=== DATA EXTRACT ===

---------------

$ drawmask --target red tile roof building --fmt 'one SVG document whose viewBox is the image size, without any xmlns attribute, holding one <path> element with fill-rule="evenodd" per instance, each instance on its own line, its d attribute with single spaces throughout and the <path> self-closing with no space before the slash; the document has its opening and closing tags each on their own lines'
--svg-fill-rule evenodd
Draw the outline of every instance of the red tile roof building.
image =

---------------

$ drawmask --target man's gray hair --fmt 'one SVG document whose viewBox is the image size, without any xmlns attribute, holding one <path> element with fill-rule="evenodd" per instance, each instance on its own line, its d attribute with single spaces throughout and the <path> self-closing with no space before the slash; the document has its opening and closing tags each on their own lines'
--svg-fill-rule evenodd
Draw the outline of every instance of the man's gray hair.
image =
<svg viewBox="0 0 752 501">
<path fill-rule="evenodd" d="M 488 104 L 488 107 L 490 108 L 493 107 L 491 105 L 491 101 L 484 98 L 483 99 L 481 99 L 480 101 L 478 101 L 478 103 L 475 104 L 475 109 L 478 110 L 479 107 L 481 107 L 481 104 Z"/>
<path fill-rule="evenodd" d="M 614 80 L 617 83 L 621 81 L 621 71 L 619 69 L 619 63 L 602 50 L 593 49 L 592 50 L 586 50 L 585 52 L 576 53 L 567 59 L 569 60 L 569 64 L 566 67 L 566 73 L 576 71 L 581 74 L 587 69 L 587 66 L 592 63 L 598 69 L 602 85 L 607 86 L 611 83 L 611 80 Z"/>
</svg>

---------------

=== GIVEN TASK ===
Count the lines in the data above that contain the word "every", and reply with that number alone.

=== ANSWER TO THE TASK ===
2